» **What is needed**
Restate word for word the lines from the one containing "point: the tree shadow" through the end of the listing below, with both ends included.

» **Object position labeling entries**
——————————
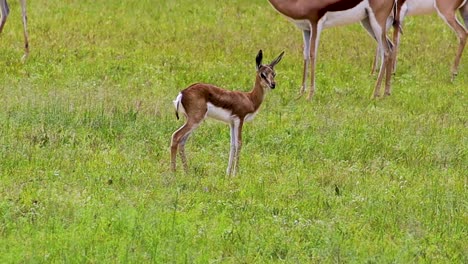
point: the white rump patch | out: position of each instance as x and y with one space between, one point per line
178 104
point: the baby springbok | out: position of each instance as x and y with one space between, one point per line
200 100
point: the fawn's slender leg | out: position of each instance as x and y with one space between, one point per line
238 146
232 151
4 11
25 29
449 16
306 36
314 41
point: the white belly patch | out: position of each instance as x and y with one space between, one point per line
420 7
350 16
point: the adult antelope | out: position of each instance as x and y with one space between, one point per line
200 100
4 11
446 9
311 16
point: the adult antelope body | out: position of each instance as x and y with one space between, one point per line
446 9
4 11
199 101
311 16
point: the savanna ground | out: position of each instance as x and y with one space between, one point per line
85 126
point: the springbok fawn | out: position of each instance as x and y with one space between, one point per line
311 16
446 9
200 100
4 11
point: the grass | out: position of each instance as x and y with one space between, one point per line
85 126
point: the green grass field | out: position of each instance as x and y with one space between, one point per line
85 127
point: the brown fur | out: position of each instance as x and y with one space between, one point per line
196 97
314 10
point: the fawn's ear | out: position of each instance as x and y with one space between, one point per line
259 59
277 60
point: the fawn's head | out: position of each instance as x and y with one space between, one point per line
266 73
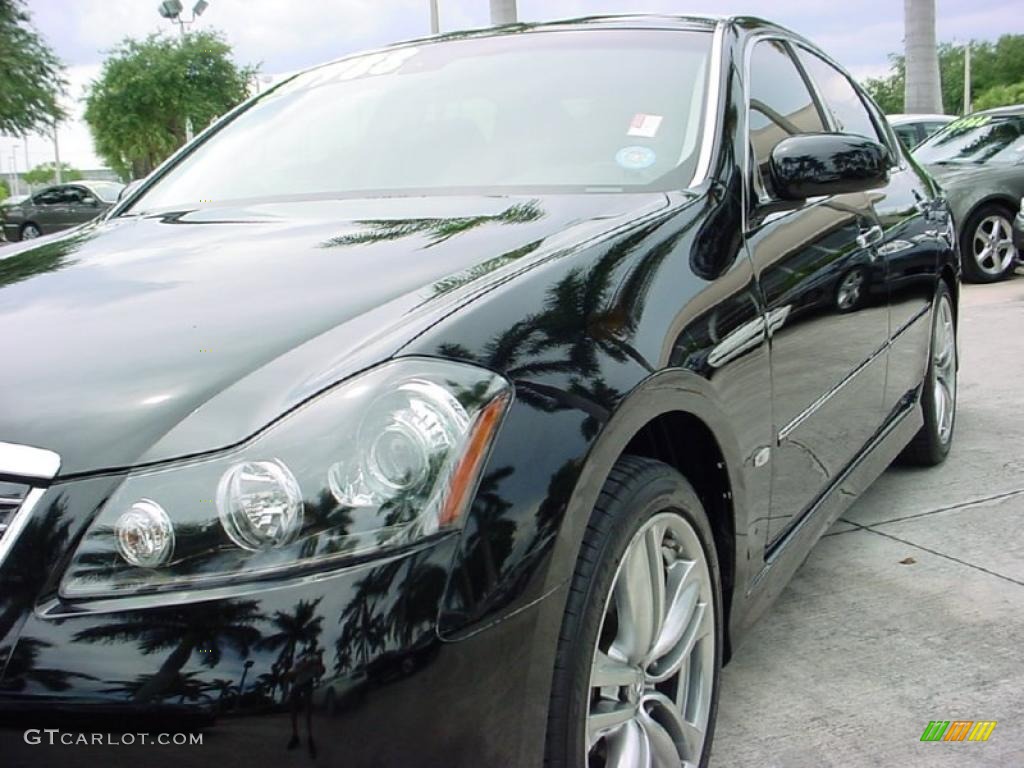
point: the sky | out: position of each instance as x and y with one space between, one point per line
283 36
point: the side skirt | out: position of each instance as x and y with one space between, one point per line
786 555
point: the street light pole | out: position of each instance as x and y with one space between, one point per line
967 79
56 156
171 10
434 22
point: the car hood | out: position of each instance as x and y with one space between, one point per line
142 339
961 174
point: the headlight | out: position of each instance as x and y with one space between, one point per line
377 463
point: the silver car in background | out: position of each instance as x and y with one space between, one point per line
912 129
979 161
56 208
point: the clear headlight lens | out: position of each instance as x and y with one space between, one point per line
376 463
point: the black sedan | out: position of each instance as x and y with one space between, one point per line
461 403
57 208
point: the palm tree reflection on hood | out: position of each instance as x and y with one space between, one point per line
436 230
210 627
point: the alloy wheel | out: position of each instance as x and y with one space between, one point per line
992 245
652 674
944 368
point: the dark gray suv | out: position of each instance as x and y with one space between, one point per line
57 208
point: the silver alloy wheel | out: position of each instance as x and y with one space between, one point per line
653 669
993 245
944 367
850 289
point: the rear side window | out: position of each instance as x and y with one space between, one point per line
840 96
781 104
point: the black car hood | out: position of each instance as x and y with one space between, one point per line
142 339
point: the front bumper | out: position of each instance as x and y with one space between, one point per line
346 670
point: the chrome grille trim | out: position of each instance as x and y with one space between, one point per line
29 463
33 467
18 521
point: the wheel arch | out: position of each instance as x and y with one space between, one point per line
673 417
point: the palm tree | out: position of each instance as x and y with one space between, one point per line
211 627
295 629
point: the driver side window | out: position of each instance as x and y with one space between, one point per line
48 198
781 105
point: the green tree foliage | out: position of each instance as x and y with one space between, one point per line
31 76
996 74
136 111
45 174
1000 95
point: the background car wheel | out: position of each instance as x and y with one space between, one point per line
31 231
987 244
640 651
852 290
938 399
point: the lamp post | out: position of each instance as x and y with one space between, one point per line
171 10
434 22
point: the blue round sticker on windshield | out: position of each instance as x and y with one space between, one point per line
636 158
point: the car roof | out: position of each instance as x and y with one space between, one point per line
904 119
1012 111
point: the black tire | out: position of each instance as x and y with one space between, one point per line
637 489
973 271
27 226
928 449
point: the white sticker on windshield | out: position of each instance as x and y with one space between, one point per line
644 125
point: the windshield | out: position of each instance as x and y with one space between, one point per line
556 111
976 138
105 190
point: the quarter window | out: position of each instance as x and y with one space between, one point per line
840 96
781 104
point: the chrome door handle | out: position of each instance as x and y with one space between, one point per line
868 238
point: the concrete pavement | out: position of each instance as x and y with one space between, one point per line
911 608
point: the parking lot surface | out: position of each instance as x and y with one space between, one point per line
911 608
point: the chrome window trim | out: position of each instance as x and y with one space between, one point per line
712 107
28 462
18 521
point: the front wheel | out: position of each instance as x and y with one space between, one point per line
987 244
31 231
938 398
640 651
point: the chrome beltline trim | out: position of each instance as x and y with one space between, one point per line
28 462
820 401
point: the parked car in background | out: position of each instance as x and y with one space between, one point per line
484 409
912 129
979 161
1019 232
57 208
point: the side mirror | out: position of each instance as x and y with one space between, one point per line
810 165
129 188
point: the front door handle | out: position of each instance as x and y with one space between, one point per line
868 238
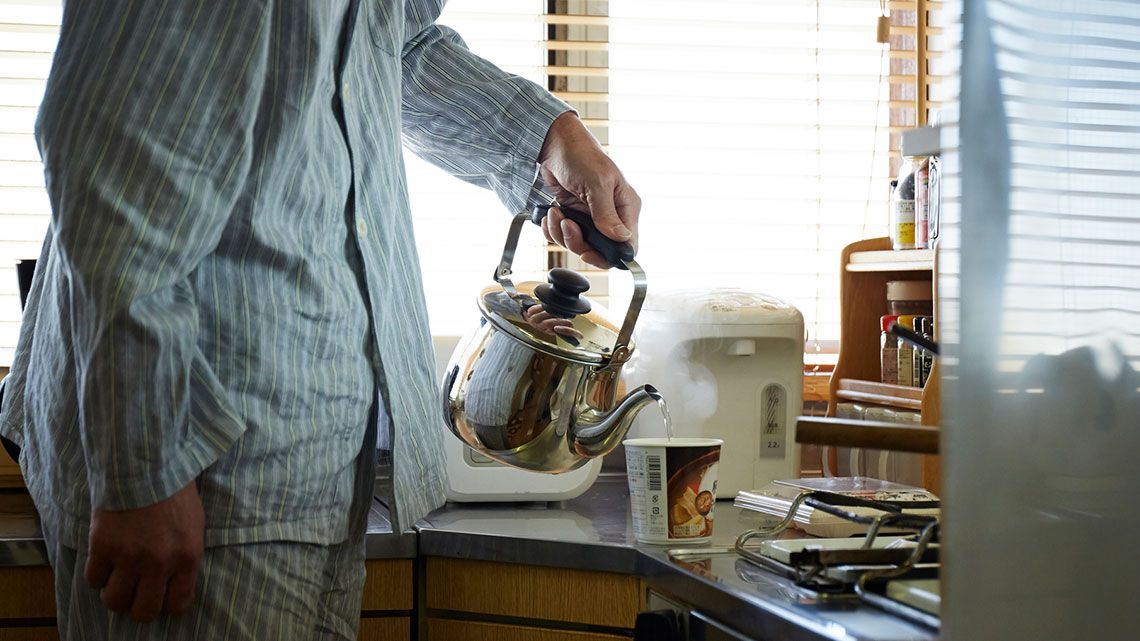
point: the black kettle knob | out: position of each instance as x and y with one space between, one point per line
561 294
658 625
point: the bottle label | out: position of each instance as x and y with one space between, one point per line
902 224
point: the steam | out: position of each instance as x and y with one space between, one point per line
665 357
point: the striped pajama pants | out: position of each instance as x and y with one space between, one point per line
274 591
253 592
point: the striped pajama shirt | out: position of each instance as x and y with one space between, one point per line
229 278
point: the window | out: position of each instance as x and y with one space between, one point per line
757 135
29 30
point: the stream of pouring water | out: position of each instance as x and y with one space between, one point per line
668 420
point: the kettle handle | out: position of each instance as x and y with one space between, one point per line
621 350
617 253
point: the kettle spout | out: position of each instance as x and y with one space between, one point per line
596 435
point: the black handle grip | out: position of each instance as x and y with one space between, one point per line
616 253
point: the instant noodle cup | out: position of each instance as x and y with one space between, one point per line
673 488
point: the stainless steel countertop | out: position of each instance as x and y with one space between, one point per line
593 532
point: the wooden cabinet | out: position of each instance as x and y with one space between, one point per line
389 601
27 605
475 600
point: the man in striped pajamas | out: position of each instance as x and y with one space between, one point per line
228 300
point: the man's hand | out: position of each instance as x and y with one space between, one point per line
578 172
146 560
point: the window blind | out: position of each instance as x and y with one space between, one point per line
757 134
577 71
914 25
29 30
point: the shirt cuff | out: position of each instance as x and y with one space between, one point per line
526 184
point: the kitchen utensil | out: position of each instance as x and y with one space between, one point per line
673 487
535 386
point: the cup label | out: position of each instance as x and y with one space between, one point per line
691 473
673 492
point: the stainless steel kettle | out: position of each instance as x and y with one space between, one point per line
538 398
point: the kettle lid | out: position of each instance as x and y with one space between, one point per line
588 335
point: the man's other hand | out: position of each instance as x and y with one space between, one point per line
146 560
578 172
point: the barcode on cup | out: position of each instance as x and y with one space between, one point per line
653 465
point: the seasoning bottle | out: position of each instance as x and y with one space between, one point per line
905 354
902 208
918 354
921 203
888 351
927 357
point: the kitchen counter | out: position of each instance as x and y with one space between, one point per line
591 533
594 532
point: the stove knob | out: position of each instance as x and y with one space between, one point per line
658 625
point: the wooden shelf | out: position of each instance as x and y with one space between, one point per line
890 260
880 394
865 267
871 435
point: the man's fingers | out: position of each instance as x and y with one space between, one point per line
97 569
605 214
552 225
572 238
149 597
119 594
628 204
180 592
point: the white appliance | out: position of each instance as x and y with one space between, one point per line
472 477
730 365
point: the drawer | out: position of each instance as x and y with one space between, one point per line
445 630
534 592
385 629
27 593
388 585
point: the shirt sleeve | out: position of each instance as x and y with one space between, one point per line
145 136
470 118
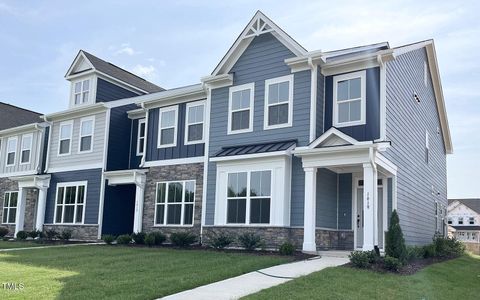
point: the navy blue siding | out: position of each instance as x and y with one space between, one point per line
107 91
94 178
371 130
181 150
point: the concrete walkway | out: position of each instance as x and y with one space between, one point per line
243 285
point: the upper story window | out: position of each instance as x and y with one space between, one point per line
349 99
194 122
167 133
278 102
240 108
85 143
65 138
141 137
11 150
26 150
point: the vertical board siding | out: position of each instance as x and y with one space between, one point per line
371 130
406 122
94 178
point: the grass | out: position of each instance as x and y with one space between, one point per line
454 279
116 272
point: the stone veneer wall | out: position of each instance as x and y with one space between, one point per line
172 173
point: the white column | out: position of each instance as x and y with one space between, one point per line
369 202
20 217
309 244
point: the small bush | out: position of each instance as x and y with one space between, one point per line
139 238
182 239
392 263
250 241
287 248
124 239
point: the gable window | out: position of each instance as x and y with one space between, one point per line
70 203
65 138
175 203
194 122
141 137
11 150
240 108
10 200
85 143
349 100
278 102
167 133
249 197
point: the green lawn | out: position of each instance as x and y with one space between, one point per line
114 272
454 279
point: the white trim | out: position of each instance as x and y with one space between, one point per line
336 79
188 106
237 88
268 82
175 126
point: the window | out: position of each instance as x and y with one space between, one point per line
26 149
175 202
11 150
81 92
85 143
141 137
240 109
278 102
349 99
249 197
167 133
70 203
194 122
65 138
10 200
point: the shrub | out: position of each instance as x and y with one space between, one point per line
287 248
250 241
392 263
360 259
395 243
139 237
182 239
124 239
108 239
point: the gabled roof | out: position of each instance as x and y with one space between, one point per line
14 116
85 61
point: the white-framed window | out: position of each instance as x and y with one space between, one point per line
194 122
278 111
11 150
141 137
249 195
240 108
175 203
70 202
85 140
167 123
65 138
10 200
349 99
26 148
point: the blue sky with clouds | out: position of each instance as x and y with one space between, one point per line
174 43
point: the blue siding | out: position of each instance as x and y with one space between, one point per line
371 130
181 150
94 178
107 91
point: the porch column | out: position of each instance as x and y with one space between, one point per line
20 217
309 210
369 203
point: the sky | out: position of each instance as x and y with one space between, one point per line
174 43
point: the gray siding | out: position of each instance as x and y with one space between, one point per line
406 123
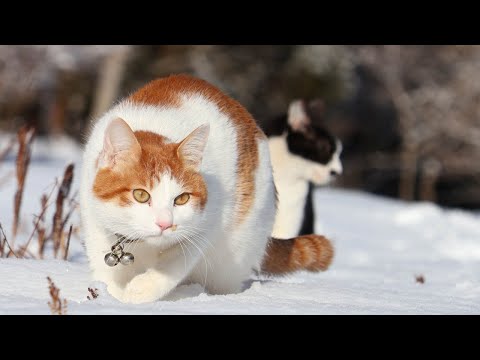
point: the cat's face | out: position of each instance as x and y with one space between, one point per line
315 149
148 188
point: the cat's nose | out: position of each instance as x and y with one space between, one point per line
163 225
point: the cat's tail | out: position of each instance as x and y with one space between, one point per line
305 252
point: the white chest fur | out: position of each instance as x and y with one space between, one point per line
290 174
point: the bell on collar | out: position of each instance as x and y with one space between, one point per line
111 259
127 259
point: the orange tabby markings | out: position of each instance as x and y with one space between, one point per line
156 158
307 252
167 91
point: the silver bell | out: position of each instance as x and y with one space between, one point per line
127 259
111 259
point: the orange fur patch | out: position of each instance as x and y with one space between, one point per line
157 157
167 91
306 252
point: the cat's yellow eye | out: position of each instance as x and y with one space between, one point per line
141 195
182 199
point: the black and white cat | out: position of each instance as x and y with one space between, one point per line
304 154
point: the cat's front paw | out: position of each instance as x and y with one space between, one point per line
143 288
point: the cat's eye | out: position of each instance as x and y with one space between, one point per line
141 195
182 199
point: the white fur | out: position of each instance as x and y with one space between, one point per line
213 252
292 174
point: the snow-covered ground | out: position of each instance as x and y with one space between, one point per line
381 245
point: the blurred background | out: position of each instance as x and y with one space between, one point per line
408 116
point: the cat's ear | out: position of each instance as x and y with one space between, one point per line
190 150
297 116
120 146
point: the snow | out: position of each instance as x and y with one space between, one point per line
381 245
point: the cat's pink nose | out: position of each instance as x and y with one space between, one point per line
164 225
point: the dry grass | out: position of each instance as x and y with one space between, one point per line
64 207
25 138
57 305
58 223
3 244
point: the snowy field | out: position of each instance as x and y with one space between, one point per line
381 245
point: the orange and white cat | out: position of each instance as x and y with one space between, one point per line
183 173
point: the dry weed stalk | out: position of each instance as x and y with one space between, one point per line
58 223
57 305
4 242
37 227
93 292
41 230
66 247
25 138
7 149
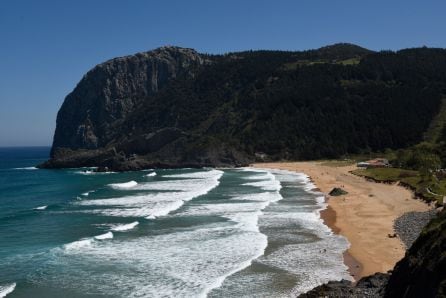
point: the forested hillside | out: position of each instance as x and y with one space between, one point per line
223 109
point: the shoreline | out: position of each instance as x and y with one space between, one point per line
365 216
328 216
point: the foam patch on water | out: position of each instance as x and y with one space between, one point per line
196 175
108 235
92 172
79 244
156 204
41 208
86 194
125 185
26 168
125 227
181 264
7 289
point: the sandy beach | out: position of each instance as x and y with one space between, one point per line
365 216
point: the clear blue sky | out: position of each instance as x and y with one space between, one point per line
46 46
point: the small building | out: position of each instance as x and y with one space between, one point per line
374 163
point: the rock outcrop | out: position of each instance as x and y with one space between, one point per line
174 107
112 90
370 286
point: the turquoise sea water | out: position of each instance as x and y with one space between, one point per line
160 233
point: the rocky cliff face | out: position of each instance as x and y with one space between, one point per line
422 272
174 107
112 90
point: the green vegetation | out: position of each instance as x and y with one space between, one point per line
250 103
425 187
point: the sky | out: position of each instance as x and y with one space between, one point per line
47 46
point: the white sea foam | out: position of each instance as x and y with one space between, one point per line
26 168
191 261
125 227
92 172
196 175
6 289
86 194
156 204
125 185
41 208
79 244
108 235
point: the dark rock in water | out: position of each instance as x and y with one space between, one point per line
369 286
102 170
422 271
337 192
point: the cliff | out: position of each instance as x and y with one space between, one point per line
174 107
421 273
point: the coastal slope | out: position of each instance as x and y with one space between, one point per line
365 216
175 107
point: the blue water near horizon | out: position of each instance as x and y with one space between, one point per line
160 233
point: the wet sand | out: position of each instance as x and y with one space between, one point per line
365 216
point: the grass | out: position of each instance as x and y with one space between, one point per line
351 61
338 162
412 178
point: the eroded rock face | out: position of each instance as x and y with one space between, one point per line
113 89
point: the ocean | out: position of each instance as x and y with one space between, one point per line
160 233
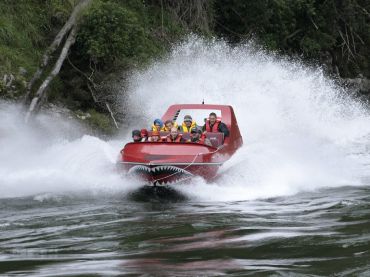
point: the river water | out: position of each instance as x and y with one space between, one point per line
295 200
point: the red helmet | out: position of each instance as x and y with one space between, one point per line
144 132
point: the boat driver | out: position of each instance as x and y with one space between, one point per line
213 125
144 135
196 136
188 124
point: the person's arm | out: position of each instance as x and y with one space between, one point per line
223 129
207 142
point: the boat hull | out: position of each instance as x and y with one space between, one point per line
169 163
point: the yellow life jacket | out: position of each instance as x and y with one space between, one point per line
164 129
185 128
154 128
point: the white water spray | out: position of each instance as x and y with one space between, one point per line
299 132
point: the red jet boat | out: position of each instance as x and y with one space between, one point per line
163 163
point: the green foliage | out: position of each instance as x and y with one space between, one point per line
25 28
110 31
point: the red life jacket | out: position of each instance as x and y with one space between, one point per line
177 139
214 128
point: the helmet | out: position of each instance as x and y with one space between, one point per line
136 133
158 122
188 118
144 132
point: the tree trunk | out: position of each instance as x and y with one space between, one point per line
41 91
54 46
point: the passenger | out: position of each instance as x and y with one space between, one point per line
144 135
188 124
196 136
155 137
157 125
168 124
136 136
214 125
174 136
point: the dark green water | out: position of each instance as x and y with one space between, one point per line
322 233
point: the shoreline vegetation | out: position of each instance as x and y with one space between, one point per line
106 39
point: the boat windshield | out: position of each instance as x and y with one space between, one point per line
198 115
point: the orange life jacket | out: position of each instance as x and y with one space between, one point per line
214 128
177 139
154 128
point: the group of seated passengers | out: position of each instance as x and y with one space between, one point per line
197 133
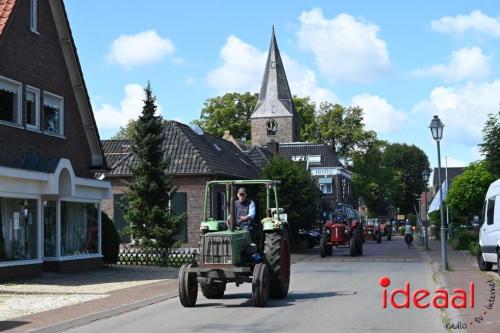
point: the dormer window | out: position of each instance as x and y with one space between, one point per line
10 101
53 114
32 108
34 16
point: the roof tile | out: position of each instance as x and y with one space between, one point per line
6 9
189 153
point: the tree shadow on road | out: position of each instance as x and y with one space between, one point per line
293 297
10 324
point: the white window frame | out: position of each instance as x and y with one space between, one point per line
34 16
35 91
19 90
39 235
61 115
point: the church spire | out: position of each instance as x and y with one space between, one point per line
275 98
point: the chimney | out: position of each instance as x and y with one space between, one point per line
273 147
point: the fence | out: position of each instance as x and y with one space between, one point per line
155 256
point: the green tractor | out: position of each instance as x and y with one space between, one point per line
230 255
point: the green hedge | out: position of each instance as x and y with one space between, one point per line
——————————
» **Response to the exercise**
point: the tree shadow on road | out: position of each instance as x and y with one space between, one point per line
293 297
10 324
point: the white window frame | out: position of each instance as x and y with one space between, one point per line
34 16
35 91
19 90
39 235
61 115
point: the church spire | out: position of each instance as x and y with one space between, one point per line
275 98
point: the chimney | out: position of each instance as x and y with one space between, one point per line
273 147
point: the fence | out: position of each instance as x and y with one space between, one point per line
155 256
point: the green tractor | out: position of each instance as x and y with one space between, one point per line
230 255
point: the green hedge | out: position of each instance as x and y with one space between, one point per line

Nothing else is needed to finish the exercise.